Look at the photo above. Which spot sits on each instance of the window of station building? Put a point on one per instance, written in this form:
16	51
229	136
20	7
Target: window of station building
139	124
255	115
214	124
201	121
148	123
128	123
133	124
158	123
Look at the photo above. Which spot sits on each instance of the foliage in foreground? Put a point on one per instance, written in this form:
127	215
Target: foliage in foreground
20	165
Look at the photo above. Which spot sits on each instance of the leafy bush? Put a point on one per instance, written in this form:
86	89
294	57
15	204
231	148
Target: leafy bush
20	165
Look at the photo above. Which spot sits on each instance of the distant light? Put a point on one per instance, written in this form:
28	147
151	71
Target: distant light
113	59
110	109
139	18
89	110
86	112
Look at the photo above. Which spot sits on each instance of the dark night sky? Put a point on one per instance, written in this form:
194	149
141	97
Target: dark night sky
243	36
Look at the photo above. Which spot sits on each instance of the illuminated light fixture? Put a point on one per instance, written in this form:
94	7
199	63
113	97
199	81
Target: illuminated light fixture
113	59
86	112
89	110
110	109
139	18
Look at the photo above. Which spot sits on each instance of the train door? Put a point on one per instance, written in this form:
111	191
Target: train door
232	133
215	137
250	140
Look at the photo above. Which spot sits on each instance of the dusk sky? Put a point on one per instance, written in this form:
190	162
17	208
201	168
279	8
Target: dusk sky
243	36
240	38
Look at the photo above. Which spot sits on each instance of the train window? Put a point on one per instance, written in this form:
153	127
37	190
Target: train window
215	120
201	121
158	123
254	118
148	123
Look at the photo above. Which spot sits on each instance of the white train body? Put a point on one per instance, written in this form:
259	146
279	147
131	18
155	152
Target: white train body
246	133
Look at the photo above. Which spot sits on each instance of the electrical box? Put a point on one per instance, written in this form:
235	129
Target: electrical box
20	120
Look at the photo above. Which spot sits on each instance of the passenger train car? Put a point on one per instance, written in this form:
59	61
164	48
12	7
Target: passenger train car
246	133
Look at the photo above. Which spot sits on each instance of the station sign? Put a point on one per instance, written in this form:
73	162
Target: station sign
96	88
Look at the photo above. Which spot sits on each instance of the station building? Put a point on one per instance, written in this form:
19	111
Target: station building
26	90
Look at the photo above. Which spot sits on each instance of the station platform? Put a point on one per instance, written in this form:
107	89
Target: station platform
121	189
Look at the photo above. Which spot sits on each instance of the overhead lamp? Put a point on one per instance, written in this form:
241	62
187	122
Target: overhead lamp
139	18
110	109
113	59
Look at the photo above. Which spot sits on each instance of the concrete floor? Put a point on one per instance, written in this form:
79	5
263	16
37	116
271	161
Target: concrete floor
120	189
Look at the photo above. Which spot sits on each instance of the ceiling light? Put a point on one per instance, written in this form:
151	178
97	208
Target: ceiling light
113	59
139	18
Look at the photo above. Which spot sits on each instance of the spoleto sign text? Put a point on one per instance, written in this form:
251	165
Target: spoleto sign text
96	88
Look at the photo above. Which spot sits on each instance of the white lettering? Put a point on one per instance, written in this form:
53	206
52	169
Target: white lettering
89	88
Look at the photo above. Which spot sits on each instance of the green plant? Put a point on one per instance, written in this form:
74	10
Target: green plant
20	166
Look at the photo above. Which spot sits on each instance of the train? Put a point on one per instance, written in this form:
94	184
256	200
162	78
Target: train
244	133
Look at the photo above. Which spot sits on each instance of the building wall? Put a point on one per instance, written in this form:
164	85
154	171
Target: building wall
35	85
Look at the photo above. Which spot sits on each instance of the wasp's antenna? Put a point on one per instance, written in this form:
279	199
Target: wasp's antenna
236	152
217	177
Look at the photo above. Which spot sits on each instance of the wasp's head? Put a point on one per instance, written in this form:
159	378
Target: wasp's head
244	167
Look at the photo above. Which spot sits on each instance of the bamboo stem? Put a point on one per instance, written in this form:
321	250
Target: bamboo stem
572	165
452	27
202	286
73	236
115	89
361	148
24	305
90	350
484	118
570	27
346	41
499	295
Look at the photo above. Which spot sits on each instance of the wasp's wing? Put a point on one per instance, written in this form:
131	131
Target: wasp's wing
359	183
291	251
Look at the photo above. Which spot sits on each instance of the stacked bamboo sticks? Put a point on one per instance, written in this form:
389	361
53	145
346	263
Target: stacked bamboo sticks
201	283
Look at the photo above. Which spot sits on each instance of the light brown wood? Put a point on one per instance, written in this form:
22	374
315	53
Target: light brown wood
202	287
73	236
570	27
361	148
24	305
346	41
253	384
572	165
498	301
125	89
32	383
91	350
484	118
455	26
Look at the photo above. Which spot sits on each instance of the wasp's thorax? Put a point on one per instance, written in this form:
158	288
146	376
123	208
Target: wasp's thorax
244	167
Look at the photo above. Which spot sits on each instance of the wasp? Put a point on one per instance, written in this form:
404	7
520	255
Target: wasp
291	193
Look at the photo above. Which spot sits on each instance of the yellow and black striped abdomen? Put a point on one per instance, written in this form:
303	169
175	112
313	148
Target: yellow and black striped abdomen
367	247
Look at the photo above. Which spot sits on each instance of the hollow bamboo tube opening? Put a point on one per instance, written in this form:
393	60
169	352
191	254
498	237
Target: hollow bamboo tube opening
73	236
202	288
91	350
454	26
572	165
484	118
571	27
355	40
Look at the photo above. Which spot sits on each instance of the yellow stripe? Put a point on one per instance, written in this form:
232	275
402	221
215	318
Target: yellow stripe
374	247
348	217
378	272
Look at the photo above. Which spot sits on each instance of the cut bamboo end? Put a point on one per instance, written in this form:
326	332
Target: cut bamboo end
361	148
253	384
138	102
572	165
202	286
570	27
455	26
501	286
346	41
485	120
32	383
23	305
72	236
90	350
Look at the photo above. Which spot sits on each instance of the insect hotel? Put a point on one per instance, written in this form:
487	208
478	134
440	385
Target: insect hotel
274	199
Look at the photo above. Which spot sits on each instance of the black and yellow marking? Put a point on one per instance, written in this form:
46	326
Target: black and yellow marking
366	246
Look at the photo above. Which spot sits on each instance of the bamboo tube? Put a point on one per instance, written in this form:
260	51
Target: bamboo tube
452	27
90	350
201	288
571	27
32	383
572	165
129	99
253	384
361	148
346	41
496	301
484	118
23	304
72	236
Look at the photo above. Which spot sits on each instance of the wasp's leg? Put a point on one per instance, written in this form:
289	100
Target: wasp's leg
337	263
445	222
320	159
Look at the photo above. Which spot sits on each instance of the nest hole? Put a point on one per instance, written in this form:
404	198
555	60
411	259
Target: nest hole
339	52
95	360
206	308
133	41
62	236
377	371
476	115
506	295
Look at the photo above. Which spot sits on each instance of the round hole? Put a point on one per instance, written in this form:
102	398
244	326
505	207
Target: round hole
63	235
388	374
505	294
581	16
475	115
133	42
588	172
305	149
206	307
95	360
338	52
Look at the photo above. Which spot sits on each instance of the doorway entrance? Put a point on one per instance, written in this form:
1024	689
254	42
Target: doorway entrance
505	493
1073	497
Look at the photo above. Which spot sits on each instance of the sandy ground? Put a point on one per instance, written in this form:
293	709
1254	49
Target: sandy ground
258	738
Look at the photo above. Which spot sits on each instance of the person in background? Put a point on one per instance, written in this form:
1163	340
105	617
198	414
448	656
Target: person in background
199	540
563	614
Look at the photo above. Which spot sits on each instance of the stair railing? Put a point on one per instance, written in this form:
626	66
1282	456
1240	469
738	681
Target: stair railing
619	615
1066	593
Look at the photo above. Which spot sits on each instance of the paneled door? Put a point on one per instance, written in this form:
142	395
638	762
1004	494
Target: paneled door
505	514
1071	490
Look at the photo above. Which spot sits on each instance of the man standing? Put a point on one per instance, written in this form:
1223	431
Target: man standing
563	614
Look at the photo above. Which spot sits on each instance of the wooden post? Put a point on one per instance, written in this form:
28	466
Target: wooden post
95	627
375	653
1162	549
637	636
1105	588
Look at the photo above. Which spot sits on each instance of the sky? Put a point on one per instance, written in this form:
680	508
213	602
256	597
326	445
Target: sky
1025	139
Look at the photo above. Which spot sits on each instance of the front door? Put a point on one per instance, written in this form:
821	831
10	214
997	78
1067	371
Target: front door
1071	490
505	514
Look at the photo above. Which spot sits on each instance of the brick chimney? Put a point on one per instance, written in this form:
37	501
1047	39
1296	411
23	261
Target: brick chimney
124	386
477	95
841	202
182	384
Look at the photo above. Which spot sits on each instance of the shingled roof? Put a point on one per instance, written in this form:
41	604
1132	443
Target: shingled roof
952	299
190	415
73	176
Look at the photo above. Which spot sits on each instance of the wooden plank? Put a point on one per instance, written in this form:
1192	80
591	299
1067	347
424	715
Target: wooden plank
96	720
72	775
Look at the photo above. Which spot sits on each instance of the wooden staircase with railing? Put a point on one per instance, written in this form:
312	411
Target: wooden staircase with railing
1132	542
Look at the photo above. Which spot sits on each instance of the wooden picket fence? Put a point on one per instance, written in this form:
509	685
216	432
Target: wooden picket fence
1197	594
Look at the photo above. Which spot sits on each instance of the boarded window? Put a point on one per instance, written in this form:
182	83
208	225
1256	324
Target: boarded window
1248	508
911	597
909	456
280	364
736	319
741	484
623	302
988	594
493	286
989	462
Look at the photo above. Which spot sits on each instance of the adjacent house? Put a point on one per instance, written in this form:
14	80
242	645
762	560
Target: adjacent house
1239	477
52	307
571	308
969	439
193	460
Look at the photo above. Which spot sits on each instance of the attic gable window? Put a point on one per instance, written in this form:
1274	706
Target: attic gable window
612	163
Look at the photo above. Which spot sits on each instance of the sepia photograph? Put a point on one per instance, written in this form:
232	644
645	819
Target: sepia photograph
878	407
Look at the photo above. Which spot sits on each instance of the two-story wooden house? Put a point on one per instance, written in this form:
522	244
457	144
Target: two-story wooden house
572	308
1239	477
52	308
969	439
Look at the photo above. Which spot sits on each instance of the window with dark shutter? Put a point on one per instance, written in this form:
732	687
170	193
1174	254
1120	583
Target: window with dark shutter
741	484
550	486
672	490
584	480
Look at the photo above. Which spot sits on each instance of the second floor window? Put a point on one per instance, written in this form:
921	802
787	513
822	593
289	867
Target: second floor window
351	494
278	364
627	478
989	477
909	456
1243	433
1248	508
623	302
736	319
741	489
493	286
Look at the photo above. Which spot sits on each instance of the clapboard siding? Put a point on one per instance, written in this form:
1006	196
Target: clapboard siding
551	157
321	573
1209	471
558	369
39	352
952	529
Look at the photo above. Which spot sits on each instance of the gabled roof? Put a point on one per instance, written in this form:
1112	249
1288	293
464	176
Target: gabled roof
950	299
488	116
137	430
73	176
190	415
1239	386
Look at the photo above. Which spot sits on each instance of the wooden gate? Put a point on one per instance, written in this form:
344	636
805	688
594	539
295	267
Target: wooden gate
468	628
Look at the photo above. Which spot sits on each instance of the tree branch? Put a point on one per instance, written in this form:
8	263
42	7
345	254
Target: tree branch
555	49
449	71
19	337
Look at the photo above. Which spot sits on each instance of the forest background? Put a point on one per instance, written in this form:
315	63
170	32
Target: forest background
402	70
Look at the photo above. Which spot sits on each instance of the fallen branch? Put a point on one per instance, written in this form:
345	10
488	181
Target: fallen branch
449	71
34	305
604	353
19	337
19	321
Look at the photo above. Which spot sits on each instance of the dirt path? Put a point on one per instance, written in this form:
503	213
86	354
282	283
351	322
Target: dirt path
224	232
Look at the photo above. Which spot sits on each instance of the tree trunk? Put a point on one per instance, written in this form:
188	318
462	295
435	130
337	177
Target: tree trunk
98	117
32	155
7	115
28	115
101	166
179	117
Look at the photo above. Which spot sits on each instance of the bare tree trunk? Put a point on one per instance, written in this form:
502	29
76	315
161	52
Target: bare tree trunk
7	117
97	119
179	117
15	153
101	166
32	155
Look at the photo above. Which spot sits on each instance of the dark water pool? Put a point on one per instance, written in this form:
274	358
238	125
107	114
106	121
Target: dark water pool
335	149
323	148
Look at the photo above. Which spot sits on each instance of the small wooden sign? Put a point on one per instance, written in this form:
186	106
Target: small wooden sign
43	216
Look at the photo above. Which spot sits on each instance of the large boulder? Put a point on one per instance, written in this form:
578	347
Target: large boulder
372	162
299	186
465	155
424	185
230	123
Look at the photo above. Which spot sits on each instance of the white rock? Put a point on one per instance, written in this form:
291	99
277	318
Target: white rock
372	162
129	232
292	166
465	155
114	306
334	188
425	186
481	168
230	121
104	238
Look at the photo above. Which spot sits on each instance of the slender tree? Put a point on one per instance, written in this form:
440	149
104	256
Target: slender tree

* * * * *

# Task statement
Filter the records, keeping only lines that contain "slender", and show those lines.

# Answer for the task
Look at the photo above. Which spot sits on each instance of the slender tree? Put a point on one per instance, written in this form:
Target: slender tree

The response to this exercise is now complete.